• [WHAT IS REQUIRED] Copy each line below in which the string "shirt" occurs.

• [SOURCE INFORMATION]
------------------------

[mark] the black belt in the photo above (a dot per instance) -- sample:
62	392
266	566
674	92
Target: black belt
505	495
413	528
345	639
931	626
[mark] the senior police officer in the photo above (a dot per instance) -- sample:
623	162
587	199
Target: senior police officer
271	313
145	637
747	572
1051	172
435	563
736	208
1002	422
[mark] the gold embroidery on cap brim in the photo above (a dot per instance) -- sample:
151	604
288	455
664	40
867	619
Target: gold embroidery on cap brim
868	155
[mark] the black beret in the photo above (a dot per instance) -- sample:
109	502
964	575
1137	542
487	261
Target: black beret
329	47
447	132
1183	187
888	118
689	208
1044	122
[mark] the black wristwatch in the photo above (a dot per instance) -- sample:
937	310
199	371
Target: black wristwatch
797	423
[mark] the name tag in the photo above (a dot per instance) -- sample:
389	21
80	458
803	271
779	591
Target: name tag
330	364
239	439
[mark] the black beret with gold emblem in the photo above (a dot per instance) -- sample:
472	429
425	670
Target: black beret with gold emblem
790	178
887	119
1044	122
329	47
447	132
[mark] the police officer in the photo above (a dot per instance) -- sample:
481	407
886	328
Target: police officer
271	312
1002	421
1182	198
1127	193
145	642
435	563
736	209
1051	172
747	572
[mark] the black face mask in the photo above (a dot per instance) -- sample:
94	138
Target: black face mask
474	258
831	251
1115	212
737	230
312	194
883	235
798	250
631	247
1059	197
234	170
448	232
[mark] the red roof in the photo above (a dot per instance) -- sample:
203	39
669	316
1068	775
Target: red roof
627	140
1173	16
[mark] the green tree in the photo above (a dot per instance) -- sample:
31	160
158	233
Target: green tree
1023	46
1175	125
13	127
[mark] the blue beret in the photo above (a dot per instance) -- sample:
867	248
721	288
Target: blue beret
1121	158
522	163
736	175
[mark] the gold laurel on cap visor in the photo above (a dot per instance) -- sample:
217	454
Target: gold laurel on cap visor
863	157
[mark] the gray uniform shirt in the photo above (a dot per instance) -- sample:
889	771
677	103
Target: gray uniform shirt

------------------------

• [EXERCISE ANSWER]
[mark] the gray uniform shirt in the photo above (a dot per instance) -- sample:
Target: gray uniform shirt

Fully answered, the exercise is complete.